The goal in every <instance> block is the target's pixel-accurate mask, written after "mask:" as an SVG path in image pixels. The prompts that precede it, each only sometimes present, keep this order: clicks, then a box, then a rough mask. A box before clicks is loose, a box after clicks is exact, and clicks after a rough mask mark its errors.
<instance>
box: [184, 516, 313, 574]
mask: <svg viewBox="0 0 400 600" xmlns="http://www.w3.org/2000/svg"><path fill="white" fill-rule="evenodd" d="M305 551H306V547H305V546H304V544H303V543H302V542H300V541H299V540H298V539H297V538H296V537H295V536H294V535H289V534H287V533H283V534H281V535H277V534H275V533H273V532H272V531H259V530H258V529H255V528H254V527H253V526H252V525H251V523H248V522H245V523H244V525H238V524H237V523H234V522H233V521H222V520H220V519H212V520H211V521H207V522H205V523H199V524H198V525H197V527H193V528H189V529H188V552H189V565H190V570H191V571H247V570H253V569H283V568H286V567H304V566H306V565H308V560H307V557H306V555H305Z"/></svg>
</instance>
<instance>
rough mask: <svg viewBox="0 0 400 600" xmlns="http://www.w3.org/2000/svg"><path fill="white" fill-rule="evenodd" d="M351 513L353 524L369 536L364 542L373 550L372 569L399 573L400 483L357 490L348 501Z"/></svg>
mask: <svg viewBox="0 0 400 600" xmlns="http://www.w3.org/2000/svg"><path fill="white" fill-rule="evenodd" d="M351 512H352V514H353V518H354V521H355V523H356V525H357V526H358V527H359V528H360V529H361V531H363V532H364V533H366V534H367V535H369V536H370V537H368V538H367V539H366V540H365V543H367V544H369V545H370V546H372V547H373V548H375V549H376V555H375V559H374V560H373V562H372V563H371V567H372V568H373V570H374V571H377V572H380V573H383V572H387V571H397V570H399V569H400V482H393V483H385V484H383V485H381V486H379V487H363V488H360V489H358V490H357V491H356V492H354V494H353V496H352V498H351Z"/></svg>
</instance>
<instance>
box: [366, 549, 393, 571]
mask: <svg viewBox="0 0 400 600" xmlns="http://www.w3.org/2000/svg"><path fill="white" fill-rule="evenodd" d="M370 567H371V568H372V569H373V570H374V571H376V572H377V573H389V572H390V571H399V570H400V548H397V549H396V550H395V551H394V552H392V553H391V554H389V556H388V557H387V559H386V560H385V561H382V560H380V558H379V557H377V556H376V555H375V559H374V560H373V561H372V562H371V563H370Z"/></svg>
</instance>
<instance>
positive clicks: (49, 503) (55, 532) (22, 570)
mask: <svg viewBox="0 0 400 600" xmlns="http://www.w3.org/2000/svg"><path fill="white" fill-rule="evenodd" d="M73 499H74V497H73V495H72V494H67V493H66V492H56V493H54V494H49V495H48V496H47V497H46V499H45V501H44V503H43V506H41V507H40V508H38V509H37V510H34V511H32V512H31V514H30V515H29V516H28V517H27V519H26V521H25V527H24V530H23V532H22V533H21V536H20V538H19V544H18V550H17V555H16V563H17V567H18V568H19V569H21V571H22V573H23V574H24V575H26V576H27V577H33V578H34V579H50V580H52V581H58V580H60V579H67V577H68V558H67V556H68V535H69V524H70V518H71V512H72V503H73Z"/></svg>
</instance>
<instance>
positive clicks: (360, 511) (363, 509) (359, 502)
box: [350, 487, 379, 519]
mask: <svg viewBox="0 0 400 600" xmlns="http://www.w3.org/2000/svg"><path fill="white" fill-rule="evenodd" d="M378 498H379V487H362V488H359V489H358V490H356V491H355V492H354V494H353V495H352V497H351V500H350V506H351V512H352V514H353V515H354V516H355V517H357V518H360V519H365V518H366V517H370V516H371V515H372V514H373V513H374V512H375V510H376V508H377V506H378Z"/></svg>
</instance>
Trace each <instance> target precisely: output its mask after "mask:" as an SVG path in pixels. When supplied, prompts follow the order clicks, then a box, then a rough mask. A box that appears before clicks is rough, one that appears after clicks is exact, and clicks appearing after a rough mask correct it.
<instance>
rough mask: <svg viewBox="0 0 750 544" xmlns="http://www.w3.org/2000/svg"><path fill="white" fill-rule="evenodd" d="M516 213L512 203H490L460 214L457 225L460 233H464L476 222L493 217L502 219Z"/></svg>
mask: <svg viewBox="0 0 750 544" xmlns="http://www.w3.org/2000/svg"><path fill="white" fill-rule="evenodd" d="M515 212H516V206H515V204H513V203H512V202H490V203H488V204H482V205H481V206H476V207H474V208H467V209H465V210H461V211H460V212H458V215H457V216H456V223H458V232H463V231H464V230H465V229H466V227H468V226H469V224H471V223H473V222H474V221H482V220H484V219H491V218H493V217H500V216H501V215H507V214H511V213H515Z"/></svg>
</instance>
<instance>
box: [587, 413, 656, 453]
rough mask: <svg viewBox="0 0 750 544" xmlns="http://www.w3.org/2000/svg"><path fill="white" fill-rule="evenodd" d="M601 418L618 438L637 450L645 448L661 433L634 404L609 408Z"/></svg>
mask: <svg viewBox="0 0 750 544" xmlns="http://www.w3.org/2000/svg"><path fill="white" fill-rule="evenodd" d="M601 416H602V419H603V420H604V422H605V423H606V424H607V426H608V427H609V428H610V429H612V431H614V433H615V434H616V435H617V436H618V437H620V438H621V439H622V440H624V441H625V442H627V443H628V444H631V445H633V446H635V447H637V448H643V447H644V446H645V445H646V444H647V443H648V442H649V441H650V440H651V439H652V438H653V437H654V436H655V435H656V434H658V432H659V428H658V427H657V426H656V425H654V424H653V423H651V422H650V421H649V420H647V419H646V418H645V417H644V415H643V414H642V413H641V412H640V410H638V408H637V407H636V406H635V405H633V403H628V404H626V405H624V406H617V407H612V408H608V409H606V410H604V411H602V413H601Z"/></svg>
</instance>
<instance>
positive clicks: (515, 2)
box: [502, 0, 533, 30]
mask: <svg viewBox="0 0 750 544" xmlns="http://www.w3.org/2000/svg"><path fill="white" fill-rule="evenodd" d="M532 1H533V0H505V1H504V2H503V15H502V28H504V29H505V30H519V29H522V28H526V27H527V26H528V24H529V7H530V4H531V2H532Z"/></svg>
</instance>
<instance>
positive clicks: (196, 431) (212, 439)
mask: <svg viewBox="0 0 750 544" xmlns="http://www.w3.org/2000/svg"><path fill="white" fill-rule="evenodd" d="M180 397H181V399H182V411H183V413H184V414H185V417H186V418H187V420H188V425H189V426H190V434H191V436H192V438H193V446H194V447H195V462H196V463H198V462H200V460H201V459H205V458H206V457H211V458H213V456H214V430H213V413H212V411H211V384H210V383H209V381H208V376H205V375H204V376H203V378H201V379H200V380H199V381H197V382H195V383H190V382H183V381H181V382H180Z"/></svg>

Task item. The full listing should be duplicated exactly, line by line.

Reply to the exercise.
The goal in every <instance> block is the target's pixel-accurate mask, written after "mask:" as an SVG path in image pixels. The prompts that precede it, each only sometimes present, keep this order: clicks, then a box, then a rough mask. A box before clicks is loose, a box after clicks is exact, and clicks after a rough mask mark its errors.
<instance>
box: [184, 516, 313, 574]
mask: <svg viewBox="0 0 400 600" xmlns="http://www.w3.org/2000/svg"><path fill="white" fill-rule="evenodd" d="M305 551H306V547H305V546H304V544H303V543H302V542H300V541H299V540H298V539H297V538H296V537H295V536H294V535H289V534H287V533H283V534H281V535H277V534H275V533H273V532H272V531H259V530H258V529H255V528H254V527H253V526H252V525H251V523H248V522H245V523H244V525H238V524H237V523H234V522H233V521H222V520H220V519H212V520H211V521H207V522H205V523H199V524H198V525H197V527H193V528H189V529H188V552H189V565H190V570H191V571H247V570H253V569H283V568H286V567H304V566H306V565H308V560H307V557H306V555H305Z"/></svg>
</instance>
<instance>
rough mask: <svg viewBox="0 0 400 600" xmlns="http://www.w3.org/2000/svg"><path fill="white" fill-rule="evenodd" d="M351 513L353 524L369 536L364 542L373 550L372 569L399 573L400 483L357 490L348 501Z"/></svg>
mask: <svg viewBox="0 0 400 600" xmlns="http://www.w3.org/2000/svg"><path fill="white" fill-rule="evenodd" d="M351 512H352V514H353V518H354V521H355V523H356V525H357V526H358V527H359V528H360V529H361V531H363V532H364V533H366V534H367V535H369V536H370V537H368V538H367V539H366V540H365V543H367V544H369V545H370V546H372V547H373V548H375V549H376V555H375V559H374V560H373V562H372V563H371V567H372V568H373V570H374V571H377V572H380V573H383V572H387V571H397V570H399V569H400V482H393V483H385V484H383V485H381V486H379V487H363V488H360V489H358V490H357V491H356V492H354V494H353V496H352V498H351Z"/></svg>
</instance>
<instance>
box: [366, 549, 393, 571]
mask: <svg viewBox="0 0 400 600" xmlns="http://www.w3.org/2000/svg"><path fill="white" fill-rule="evenodd" d="M370 567H371V568H372V569H373V570H374V571H376V572H377V573H389V572H390V571H399V570H400V548H397V549H396V550H395V551H394V552H392V553H391V554H389V556H388V557H387V559H386V560H385V561H382V560H380V558H379V557H377V556H376V555H375V559H374V560H373V561H372V562H371V563H370Z"/></svg>
</instance>
<instance>
positive clicks: (49, 503) (55, 532) (22, 570)
mask: <svg viewBox="0 0 400 600" xmlns="http://www.w3.org/2000/svg"><path fill="white" fill-rule="evenodd" d="M73 499H74V497H73V495H72V494H67V493H66V492H56V493H54V494H49V495H48V496H47V497H46V499H45V501H44V503H43V506H41V507H40V508H38V509H37V510H34V511H32V512H31V514H30V515H29V516H28V517H27V519H26V521H25V527H24V530H23V532H22V533H21V536H20V538H19V544H18V550H17V555H16V563H17V567H18V568H19V569H21V571H22V573H23V574H24V575H26V576H27V577H33V578H34V579H50V580H52V581H58V580H60V579H67V577H68V558H67V556H68V535H69V524H70V518H71V512H72V503H73Z"/></svg>
</instance>
<instance>
positive clicks: (360, 511) (363, 509) (359, 502)
box: [350, 487, 379, 519]
mask: <svg viewBox="0 0 400 600" xmlns="http://www.w3.org/2000/svg"><path fill="white" fill-rule="evenodd" d="M378 498H379V487H362V488H359V489H358V490H356V491H355V492H354V494H353V495H352V497H351V500H350V506H351V512H352V514H353V515H354V516H355V517H357V518H360V519H365V518H366V517H370V516H371V515H372V514H373V513H374V512H375V510H376V508H377V506H378Z"/></svg>
</instance>
Trace each <instance> target precisely: output its mask after "mask:" as an SVG path in pixels. When supplied, prompts follow the order clicks, then a box, then a rough mask. A box that appears before clicks is rough, one that appears after clicks is exact, and clicks appearing after a rough mask correct it.
<instance>
rough mask: <svg viewBox="0 0 750 544" xmlns="http://www.w3.org/2000/svg"><path fill="white" fill-rule="evenodd" d="M516 213L512 203H490L460 214L457 225L460 233H464L476 222L493 217L502 219Z"/></svg>
mask: <svg viewBox="0 0 750 544" xmlns="http://www.w3.org/2000/svg"><path fill="white" fill-rule="evenodd" d="M515 212H516V206H515V204H513V203H512V202H490V203H488V204H482V205H481V206H476V207H474V208H467V209H465V210H461V211H460V212H458V215H457V216H456V223H458V232H463V231H464V230H465V229H466V227H468V226H469V224H471V223H473V222H474V221H482V220H484V219H491V218H493V217H500V216H501V215H507V214H511V213H515Z"/></svg>
</instance>
<instance>
box: [587, 413, 656, 453]
rough mask: <svg viewBox="0 0 750 544" xmlns="http://www.w3.org/2000/svg"><path fill="white" fill-rule="evenodd" d="M601 418L618 438L637 450L645 448L661 433L634 404L609 408Z"/></svg>
mask: <svg viewBox="0 0 750 544" xmlns="http://www.w3.org/2000/svg"><path fill="white" fill-rule="evenodd" d="M601 416H602V419H603V420H604V422H605V423H606V424H607V426H608V427H609V428H610V429H612V431H614V433H615V434H616V435H617V436H618V437H620V438H621V439H622V440H624V441H625V442H627V443H628V444H631V445H633V446H635V447H637V448H643V447H644V446H645V445H646V444H647V443H648V442H649V441H650V440H651V439H652V438H653V437H654V436H655V435H656V434H658V432H659V428H658V427H657V426H656V425H654V424H653V423H651V422H650V421H649V420H647V419H646V418H645V417H644V415H643V414H642V413H641V412H640V410H638V408H637V407H636V406H635V405H633V403H628V404H626V405H624V406H617V407H612V408H608V409H606V410H604V411H602V413H601Z"/></svg>
</instance>
<instance>
positive clicks: (515, 2)
box: [502, 0, 533, 30]
mask: <svg viewBox="0 0 750 544" xmlns="http://www.w3.org/2000/svg"><path fill="white" fill-rule="evenodd" d="M532 1H533V0H505V1H504V2H503V15H502V28H504V29H505V30H519V29H522V28H526V27H527V26H528V24H529V7H530V4H531V2H532Z"/></svg>
</instance>
<instance>
positive clicks: (196, 431) (212, 439)
mask: <svg viewBox="0 0 750 544" xmlns="http://www.w3.org/2000/svg"><path fill="white" fill-rule="evenodd" d="M180 397H181V399H182V411H183V413H184V414H185V417H186V418H187V420H188V425H189V426H190V434H191V436H192V438H193V446H194V447H195V462H196V463H198V462H200V460H201V459H205V458H206V457H211V458H213V456H214V430H213V413H212V411H211V384H210V383H209V381H208V376H205V375H204V376H203V378H201V379H200V380H199V381H197V382H195V383H190V382H183V381H181V382H180Z"/></svg>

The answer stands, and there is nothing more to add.